DATA SUPPLIED →

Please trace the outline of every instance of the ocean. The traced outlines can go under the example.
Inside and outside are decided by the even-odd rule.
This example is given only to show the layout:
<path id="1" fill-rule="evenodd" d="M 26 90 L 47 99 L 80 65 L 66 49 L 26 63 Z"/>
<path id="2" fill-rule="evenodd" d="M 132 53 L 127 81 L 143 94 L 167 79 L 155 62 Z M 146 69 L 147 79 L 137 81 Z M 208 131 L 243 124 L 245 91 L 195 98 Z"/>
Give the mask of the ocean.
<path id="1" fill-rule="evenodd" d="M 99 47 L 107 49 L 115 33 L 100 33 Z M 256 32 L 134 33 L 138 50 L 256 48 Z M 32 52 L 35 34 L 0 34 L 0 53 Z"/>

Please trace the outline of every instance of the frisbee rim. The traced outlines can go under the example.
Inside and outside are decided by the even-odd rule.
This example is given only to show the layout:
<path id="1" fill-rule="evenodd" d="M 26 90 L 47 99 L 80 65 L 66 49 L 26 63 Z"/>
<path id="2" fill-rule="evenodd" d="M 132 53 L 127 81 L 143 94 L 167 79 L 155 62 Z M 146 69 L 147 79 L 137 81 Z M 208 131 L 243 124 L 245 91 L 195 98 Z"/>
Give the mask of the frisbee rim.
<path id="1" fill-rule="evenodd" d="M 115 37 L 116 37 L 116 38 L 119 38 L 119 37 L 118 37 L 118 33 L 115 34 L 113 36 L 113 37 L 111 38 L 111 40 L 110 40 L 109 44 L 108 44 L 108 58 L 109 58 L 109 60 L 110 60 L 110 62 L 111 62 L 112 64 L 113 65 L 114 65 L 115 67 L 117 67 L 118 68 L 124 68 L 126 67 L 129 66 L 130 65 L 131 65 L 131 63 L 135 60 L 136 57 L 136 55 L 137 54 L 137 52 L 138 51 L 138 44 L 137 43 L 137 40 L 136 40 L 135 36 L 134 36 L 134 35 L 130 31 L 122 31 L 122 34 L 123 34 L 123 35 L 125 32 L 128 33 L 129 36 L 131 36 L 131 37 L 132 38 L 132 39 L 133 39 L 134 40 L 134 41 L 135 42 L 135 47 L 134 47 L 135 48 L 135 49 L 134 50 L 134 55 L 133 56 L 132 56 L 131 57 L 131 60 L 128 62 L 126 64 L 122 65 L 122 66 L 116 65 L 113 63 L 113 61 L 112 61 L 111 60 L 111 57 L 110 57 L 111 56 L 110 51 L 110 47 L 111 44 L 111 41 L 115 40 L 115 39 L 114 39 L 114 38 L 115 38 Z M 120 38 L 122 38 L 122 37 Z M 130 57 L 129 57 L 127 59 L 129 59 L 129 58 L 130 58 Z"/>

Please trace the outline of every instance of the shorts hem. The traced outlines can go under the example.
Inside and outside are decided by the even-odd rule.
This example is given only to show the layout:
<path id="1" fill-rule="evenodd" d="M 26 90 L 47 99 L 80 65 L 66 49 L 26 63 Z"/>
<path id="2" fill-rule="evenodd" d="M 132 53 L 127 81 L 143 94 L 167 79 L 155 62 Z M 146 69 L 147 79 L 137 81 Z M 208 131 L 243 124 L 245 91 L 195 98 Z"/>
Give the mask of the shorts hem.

WHAT THE TASK REQUIRES →
Reproduce the three records above verbatim, from the first line to the last.

TASK ANSWER →
Please trace the outline of every instance of the ocean. The traced outlines can go under the example.
Inside and outside are decided by the even-odd rule.
This example is given only to show the layout:
<path id="1" fill-rule="evenodd" d="M 26 90 L 47 99 L 80 65 L 66 49 L 26 63 Z"/>
<path id="2" fill-rule="evenodd" d="M 132 53 L 127 81 L 143 94 L 167 79 L 155 62 Z M 146 69 L 147 79 L 137 81 Z M 208 131 L 243 124 L 245 91 L 195 98 Z"/>
Give the mask of the ocean.
<path id="1" fill-rule="evenodd" d="M 99 47 L 107 49 L 115 33 L 100 33 Z M 256 32 L 134 33 L 138 50 L 256 48 Z M 32 52 L 35 34 L 0 34 L 0 53 Z"/>

Please trace the outline of every instance of the frisbee rim. The traced outlines can go under the example.
Inside and outside are decided by the even-odd rule.
This example is given only to show the layout:
<path id="1" fill-rule="evenodd" d="M 26 90 L 47 99 L 80 65 L 66 49 L 26 63 Z"/>
<path id="2" fill-rule="evenodd" d="M 132 53 L 127 81 L 143 94 L 167 79 L 155 62 Z M 146 69 L 147 79 L 137 81 Z M 208 131 L 243 124 L 245 91 L 195 98 Z"/>
Give the mask of the frisbee rim.
<path id="1" fill-rule="evenodd" d="M 115 37 L 116 37 L 116 38 L 119 38 L 119 37 L 118 37 L 118 33 L 115 34 L 113 36 L 113 37 L 111 38 L 111 40 L 110 40 L 109 44 L 108 44 L 108 58 L 109 58 L 109 60 L 110 60 L 110 62 L 111 62 L 112 64 L 113 65 L 114 65 L 115 67 L 117 67 L 118 68 L 124 68 L 126 67 L 129 66 L 130 65 L 131 65 L 131 63 L 135 60 L 136 57 L 136 55 L 137 54 L 137 52 L 138 51 L 138 44 L 137 43 L 137 40 L 136 40 L 135 36 L 134 36 L 134 35 L 130 31 L 122 31 L 122 34 L 123 34 L 123 35 L 125 32 L 128 33 L 129 36 L 131 36 L 131 37 L 132 38 L 132 39 L 133 39 L 134 40 L 134 41 L 135 42 L 135 47 L 134 47 L 135 48 L 135 49 L 134 50 L 134 55 L 133 56 L 132 56 L 131 57 L 131 60 L 128 62 L 126 64 L 122 65 L 122 66 L 116 65 L 113 63 L 113 61 L 112 61 L 111 60 L 111 57 L 110 57 L 111 56 L 110 51 L 110 47 L 111 44 L 111 41 L 115 40 L 115 39 L 114 39 L 114 38 L 115 38 Z M 120 38 L 122 38 L 122 37 Z M 130 57 L 129 57 L 127 59 L 129 59 L 129 58 L 130 58 Z"/>

Please trace the outline of every instance of the shorts hem. The traced outlines can go under the example.
Inside and outside are decided by the even-odd rule.
This example is given only to show the layout:
<path id="1" fill-rule="evenodd" d="M 26 90 L 47 99 L 80 65 L 66 49 L 26 63 Z"/>
<path id="2" fill-rule="evenodd" d="M 132 53 L 127 81 L 143 94 L 167 79 L 155 62 Z M 146 69 L 147 79 L 137 81 Z M 208 131 L 243 124 L 245 91 L 195 98 Z"/>
Give the mask of the shorts hem.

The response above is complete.